**DATA LINES**
-=-=-=-=-

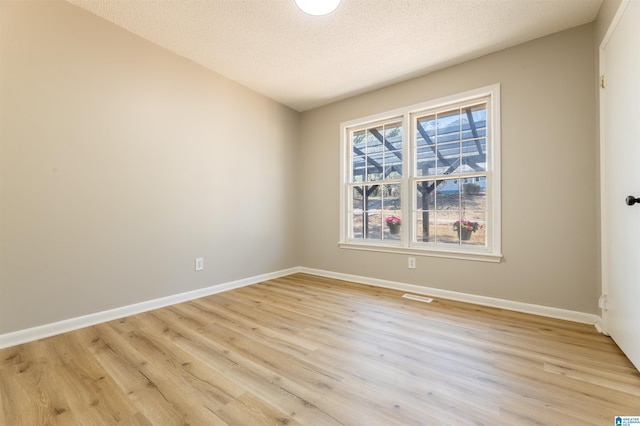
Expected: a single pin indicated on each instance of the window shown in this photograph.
(425, 179)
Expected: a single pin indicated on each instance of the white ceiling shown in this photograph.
(307, 61)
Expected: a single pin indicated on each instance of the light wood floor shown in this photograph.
(304, 350)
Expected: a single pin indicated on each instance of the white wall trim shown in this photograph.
(47, 330)
(510, 305)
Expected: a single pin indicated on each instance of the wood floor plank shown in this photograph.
(306, 350)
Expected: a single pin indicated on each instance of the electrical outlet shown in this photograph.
(199, 263)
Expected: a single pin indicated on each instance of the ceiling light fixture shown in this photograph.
(317, 7)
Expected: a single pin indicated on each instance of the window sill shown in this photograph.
(430, 252)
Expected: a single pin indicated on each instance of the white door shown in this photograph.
(620, 148)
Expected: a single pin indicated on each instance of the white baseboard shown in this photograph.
(510, 305)
(47, 330)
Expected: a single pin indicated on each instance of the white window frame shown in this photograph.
(492, 252)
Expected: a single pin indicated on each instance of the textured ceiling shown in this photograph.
(307, 61)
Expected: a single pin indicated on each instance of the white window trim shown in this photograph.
(493, 251)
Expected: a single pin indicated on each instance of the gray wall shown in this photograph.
(121, 163)
(549, 176)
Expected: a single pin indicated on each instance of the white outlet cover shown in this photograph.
(199, 263)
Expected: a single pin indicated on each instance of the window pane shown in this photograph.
(424, 225)
(448, 126)
(391, 197)
(374, 140)
(358, 169)
(473, 228)
(444, 223)
(358, 142)
(448, 194)
(374, 166)
(392, 225)
(425, 161)
(374, 226)
(425, 130)
(373, 200)
(474, 195)
(357, 199)
(357, 229)
(393, 165)
(474, 121)
(393, 136)
(448, 158)
(474, 156)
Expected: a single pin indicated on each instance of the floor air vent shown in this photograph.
(419, 298)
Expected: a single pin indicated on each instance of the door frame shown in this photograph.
(602, 325)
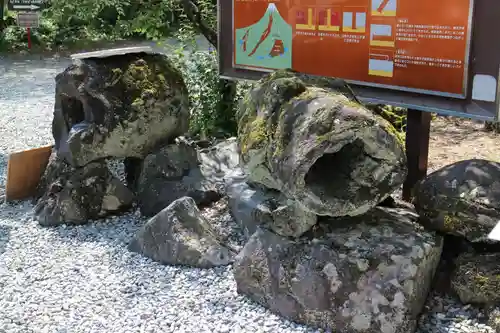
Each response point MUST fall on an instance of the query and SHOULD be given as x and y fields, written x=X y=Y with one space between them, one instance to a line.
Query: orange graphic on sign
x=412 y=45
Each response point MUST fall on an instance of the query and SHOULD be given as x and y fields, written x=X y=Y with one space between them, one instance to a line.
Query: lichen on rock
x=461 y=199
x=476 y=278
x=118 y=106
x=309 y=138
x=368 y=273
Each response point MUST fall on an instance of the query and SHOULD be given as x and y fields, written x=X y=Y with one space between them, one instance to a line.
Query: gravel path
x=83 y=279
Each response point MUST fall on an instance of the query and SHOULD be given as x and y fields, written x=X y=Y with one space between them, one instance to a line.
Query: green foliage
x=201 y=75
x=65 y=22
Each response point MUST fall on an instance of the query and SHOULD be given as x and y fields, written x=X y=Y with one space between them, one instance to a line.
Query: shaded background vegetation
x=73 y=24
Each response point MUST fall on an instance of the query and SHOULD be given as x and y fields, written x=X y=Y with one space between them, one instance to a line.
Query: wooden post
x=418 y=127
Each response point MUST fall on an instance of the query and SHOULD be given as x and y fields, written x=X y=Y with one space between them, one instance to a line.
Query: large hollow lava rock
x=308 y=138
x=69 y=195
x=118 y=106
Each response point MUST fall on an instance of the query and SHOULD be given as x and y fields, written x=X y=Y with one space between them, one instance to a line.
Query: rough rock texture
x=169 y=174
x=180 y=235
x=461 y=199
x=119 y=106
x=74 y=196
x=220 y=164
x=253 y=207
x=307 y=138
x=477 y=278
x=494 y=319
x=369 y=273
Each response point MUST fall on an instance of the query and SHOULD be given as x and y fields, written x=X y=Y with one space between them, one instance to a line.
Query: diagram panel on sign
x=418 y=46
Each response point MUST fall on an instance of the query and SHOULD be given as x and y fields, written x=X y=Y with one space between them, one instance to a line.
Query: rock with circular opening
x=309 y=138
x=120 y=106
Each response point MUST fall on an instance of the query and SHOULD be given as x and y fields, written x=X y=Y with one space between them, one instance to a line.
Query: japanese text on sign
x=404 y=44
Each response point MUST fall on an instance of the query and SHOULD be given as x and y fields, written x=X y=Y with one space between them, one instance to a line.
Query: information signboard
x=427 y=55
x=28 y=20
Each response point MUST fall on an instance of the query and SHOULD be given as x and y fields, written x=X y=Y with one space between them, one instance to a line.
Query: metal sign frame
x=484 y=62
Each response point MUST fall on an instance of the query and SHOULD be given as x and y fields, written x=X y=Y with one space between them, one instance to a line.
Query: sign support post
x=28 y=30
x=418 y=125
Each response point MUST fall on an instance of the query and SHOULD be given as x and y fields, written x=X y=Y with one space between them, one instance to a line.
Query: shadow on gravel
x=114 y=232
x=4 y=237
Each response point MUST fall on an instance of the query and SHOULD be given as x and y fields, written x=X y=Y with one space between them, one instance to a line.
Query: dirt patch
x=454 y=139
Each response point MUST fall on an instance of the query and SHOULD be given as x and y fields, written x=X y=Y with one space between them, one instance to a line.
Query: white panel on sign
x=28 y=20
x=495 y=233
x=484 y=88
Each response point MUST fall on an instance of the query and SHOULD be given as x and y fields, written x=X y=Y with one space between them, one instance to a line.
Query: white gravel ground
x=83 y=279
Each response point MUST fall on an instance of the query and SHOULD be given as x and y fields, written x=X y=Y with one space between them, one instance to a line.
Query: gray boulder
x=462 y=199
x=180 y=235
x=68 y=195
x=494 y=319
x=220 y=163
x=253 y=207
x=170 y=173
x=118 y=106
x=369 y=273
x=476 y=278
x=308 y=138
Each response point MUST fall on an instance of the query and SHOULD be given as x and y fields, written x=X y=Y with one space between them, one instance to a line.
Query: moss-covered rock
x=68 y=195
x=369 y=273
x=477 y=278
x=461 y=199
x=309 y=138
x=118 y=106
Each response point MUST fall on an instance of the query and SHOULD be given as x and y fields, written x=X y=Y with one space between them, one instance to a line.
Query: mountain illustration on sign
x=267 y=43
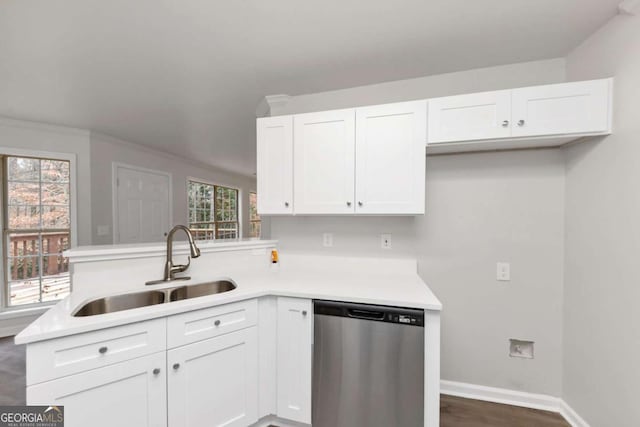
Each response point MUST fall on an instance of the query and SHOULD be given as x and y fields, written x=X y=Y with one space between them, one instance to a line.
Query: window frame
x=5 y=308
x=215 y=185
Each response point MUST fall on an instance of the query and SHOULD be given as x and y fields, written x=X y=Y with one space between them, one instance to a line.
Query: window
x=213 y=211
x=254 y=218
x=36 y=225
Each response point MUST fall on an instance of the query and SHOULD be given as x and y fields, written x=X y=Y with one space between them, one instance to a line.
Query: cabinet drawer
x=57 y=358
x=202 y=324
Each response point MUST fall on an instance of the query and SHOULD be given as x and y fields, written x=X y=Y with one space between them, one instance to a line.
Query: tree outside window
x=213 y=211
x=36 y=229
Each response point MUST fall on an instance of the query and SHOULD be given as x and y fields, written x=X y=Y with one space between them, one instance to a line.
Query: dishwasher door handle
x=365 y=314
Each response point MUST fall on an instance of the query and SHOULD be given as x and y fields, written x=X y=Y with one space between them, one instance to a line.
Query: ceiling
x=186 y=76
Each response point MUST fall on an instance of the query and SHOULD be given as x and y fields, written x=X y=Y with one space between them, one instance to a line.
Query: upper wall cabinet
x=521 y=118
x=275 y=165
x=569 y=108
x=324 y=162
x=390 y=158
x=470 y=117
x=364 y=161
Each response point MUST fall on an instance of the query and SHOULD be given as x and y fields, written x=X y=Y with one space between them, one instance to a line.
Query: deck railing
x=25 y=250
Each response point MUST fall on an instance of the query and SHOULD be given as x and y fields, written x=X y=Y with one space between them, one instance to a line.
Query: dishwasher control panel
x=376 y=313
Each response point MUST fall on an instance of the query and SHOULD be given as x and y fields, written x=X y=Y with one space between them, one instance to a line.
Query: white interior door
x=142 y=205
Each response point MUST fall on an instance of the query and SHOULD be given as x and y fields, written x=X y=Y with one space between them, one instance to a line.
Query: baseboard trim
x=512 y=397
x=571 y=416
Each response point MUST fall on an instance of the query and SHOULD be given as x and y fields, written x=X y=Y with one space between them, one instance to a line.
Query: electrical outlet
x=503 y=271
x=103 y=230
x=385 y=241
x=520 y=348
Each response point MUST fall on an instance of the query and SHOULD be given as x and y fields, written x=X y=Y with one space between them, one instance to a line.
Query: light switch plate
x=503 y=271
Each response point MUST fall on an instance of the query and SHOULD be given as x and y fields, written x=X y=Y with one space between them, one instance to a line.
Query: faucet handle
x=179 y=268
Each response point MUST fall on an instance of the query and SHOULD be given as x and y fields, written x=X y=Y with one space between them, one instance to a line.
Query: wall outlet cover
x=503 y=271
x=521 y=348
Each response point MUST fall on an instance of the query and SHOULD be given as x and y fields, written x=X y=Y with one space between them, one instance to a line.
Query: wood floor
x=454 y=411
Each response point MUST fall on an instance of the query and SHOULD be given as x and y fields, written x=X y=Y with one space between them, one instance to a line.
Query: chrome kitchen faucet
x=170 y=269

-=-=-=-=-

**WHAT YOU WILL DO**
Start at the line that has "Expected: a single pin indicated on each instance of the door" and stop after the line that has "x=368 y=273". Write those entries out again with their requests, shift every answer point by adding 25 to both its x and its y value, and leave out the picture line.

**ANSWER TO THIS TASK**
Expected: a single pin indicated on each instance of the door frame shown in this photograph.
(627, 350)
Each response point MUST fall on an instance of the query and SHOULD be given as x and y fields, written x=X y=Y with one space between them, one instance to a line.
Query: orange graphic on sign
x=437 y=70
Each response point MUST fall on an instance of the query and SHOULD be given as x and y fields, written x=X y=Y with one space between them, one instance to a line.
Query: lichen on rock
x=486 y=224
x=501 y=303
x=143 y=131
x=334 y=163
x=393 y=298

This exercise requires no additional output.